RAW DATA:

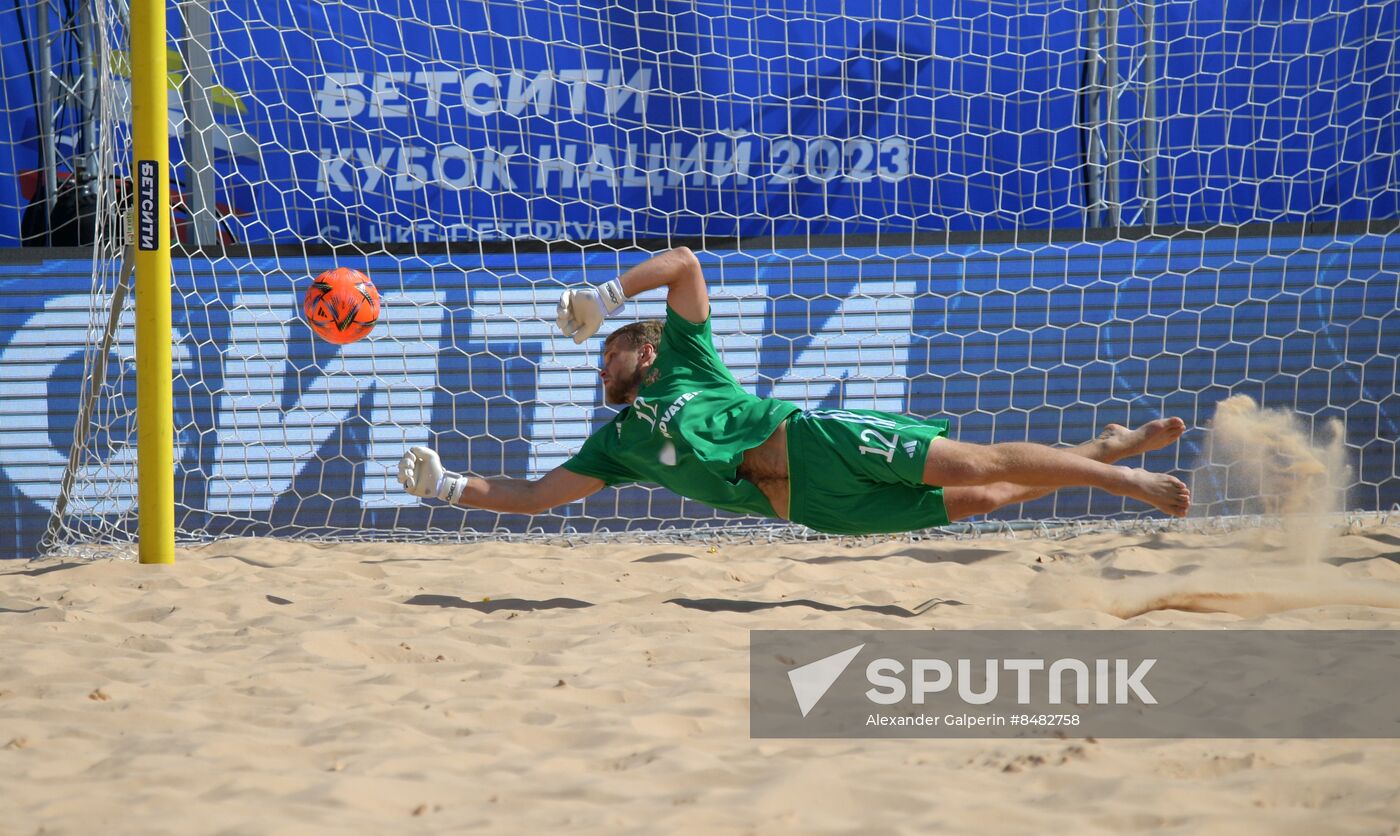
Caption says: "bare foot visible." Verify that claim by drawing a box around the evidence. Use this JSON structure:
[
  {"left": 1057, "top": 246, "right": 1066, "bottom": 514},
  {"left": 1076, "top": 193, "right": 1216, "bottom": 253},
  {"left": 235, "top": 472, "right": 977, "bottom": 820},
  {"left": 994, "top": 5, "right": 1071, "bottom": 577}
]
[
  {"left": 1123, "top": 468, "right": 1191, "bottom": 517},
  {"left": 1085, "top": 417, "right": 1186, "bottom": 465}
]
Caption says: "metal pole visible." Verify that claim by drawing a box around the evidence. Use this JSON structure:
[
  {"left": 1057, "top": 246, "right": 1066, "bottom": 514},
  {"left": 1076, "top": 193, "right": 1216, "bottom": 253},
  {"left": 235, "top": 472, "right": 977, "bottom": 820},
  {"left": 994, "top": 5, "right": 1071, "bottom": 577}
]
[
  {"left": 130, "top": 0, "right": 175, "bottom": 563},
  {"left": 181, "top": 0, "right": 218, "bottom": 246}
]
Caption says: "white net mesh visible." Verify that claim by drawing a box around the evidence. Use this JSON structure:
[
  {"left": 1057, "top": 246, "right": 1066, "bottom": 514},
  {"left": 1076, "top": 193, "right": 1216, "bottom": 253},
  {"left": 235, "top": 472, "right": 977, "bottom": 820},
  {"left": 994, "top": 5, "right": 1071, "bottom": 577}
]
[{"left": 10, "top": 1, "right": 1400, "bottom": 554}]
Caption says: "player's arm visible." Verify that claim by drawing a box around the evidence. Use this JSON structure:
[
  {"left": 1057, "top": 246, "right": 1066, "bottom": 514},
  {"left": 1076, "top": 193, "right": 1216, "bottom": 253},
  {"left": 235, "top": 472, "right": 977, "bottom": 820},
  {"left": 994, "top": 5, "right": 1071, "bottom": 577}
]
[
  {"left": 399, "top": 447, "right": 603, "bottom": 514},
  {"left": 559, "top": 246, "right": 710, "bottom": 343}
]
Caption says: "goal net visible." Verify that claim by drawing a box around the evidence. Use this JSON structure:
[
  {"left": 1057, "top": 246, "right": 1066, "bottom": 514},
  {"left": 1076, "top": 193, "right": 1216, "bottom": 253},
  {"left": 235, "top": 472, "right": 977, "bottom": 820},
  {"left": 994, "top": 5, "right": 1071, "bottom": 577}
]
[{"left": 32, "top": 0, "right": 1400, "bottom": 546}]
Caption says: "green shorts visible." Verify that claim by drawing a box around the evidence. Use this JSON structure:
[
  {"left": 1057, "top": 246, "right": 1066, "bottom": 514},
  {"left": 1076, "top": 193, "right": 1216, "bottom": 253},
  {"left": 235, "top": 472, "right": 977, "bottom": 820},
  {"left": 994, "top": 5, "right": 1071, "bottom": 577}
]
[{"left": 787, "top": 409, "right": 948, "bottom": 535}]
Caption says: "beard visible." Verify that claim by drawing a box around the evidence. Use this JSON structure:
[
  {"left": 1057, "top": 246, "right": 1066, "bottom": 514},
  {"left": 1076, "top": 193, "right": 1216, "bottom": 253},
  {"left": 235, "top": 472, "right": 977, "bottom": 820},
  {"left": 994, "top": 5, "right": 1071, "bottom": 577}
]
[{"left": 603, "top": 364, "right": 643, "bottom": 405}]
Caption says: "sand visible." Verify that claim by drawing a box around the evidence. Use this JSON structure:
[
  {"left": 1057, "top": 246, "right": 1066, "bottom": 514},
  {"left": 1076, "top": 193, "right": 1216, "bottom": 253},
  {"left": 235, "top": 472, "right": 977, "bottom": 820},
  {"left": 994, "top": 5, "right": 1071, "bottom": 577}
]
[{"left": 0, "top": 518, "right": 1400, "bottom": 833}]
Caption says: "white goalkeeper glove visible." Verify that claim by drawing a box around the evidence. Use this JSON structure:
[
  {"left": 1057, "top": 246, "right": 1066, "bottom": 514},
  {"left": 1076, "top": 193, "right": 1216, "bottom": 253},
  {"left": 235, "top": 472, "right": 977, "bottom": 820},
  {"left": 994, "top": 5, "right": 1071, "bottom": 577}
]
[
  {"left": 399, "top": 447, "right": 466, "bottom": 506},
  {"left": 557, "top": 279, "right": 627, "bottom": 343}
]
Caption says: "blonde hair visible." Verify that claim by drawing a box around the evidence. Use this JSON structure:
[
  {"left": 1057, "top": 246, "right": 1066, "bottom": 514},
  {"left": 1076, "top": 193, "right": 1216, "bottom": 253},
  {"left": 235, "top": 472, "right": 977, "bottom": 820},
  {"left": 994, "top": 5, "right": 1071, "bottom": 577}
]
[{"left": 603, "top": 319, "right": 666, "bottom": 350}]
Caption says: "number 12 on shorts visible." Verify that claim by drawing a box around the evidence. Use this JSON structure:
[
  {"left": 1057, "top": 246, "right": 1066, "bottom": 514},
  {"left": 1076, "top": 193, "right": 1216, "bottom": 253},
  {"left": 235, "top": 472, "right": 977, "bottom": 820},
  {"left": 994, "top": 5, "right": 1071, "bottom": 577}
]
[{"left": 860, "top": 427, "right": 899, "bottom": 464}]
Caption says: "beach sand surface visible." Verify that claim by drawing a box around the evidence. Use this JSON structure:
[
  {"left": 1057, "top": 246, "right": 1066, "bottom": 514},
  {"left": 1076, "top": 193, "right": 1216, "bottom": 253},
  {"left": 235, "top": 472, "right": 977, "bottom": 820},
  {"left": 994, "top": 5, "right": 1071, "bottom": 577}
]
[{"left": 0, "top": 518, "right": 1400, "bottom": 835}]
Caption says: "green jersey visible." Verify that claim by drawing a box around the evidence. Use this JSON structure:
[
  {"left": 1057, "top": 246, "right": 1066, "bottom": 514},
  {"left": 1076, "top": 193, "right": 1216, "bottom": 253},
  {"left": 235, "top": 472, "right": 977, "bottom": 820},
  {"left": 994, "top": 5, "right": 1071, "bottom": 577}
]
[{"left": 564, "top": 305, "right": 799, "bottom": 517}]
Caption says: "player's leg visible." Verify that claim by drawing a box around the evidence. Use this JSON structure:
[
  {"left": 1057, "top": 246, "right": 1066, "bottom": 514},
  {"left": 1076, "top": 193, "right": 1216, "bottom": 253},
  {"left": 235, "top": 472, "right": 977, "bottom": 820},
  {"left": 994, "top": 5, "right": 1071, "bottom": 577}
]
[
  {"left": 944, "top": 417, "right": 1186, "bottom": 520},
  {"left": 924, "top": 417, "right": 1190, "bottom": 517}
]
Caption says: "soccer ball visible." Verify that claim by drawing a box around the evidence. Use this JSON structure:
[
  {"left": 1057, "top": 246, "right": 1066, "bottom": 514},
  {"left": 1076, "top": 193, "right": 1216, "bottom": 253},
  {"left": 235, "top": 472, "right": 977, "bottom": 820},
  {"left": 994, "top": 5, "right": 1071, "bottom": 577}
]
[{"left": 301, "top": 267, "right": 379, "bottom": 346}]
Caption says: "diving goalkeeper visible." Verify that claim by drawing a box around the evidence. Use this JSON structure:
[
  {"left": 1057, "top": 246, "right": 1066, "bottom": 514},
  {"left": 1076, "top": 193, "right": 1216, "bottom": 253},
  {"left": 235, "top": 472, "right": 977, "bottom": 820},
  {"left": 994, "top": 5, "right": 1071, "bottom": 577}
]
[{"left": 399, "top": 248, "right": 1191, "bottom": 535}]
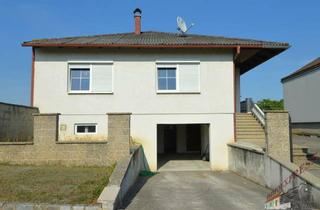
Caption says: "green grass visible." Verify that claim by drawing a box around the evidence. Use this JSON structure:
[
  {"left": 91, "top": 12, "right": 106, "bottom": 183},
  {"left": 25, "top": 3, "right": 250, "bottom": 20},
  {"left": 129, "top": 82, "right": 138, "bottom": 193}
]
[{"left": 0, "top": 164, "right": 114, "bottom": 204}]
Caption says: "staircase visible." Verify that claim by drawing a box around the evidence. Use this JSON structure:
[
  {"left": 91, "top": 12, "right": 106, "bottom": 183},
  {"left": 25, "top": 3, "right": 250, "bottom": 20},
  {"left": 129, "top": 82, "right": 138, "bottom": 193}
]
==
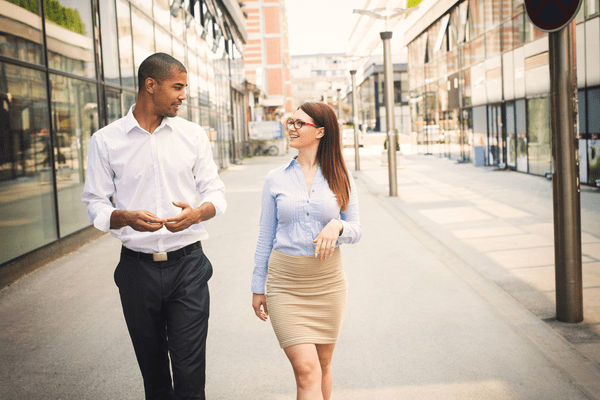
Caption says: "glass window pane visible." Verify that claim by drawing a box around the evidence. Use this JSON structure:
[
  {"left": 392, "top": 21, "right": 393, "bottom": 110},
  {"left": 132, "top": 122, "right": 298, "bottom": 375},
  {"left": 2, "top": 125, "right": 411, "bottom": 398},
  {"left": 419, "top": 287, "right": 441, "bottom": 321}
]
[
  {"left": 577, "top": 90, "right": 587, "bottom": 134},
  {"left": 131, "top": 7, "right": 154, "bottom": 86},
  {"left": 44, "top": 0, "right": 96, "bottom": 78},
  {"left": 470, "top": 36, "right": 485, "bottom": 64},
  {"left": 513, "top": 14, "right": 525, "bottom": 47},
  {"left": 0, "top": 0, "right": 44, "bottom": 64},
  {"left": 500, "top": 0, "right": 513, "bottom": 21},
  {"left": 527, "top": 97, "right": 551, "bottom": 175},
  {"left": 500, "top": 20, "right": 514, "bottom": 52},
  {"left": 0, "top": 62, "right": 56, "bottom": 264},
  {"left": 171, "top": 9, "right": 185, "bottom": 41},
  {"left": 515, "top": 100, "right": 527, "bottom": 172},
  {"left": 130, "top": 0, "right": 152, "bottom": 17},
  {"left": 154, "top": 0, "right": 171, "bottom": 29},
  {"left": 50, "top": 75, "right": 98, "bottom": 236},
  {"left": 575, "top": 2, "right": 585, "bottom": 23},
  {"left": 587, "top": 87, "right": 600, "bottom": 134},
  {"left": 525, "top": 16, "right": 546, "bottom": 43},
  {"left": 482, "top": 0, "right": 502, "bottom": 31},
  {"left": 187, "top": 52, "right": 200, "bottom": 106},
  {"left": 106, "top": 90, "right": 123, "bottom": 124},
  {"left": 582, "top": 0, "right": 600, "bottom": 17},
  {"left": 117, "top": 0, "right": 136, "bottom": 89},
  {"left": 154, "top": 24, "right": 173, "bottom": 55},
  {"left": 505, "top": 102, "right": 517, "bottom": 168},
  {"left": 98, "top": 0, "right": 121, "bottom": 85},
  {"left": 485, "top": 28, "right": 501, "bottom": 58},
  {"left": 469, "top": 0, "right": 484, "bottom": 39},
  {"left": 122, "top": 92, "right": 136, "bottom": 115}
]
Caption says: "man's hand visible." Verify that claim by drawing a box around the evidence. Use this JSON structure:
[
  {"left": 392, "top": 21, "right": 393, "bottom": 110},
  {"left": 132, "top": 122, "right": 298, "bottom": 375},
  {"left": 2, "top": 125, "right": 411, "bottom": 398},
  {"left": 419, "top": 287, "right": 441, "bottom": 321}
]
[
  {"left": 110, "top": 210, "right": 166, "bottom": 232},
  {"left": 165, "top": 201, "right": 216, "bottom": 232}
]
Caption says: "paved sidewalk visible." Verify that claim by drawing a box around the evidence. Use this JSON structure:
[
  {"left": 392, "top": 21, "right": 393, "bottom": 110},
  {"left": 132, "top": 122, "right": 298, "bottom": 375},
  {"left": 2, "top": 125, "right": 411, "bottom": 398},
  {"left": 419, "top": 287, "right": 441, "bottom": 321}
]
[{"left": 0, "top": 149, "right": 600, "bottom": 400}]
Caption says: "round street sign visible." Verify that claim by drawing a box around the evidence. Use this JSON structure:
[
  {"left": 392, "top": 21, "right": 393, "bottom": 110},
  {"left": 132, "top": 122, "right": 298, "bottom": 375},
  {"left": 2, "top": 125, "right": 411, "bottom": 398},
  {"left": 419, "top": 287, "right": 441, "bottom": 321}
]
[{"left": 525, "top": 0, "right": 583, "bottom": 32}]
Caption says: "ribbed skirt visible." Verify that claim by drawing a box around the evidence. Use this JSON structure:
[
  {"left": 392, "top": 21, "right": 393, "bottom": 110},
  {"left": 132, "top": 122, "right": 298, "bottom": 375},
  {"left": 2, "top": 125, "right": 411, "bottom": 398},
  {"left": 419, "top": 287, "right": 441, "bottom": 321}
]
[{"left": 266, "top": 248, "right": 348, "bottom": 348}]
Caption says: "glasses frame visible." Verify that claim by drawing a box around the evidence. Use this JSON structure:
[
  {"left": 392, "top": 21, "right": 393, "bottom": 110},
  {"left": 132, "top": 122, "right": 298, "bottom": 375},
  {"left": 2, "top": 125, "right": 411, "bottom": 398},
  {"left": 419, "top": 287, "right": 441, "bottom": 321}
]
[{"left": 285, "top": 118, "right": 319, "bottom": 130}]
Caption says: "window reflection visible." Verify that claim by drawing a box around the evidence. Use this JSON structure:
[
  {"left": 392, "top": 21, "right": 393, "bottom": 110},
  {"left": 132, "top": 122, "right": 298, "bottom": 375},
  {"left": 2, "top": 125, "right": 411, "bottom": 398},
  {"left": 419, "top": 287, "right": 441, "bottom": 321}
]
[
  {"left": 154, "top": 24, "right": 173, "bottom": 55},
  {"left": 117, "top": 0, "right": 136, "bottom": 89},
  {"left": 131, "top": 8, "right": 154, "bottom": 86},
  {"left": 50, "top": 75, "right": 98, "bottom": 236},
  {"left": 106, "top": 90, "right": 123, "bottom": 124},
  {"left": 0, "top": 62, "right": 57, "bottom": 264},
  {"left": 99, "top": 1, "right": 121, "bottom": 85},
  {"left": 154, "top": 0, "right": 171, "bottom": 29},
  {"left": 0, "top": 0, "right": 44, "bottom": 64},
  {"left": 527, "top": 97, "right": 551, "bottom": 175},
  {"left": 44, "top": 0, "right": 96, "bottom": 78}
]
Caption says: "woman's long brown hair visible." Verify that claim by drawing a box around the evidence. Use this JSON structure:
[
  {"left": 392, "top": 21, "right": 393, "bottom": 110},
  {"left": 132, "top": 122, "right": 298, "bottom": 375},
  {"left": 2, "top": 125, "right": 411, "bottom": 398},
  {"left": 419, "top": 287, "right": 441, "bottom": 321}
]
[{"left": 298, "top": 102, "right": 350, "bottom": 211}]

TASK STATEMENT: Tally the lines of the records above that contain the word "hair". Give only the number.

OUTPUT FOR THIS EXERCISE: 2